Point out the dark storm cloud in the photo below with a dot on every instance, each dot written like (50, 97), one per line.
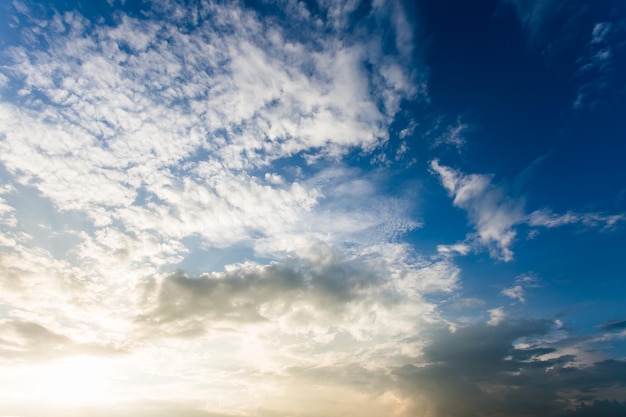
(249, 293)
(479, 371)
---
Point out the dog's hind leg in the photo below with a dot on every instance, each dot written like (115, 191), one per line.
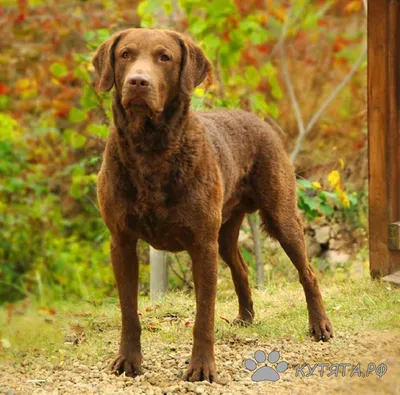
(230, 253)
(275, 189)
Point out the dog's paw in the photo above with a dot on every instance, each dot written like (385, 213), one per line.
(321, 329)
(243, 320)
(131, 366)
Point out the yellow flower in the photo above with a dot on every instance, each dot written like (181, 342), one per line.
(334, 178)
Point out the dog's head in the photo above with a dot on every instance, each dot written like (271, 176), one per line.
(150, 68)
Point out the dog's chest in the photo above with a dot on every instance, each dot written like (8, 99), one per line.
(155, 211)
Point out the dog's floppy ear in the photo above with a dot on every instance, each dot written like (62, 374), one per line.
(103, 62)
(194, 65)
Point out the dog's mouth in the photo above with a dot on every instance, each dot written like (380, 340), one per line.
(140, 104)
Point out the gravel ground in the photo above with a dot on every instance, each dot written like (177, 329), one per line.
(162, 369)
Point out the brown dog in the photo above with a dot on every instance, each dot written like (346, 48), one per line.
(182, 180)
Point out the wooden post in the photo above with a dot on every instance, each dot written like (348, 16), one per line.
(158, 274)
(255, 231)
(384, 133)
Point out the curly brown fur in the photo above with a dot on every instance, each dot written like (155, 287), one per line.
---
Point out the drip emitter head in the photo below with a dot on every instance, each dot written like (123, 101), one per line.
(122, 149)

*Task brief*: Display each line above that contains the string "below". Case counts.

*Solution for this problem*:
Point out the dark storm cloud in the photo below with a dot on every instance, each dot written like (50, 97), one per line.
Point out the dog's hind leg in the photo below with a dot on every instance, each dot written like (115, 191), one per line.
Point out the drip emitter head in the photo below with a dot on every instance, each dot written like (123, 101), one per line.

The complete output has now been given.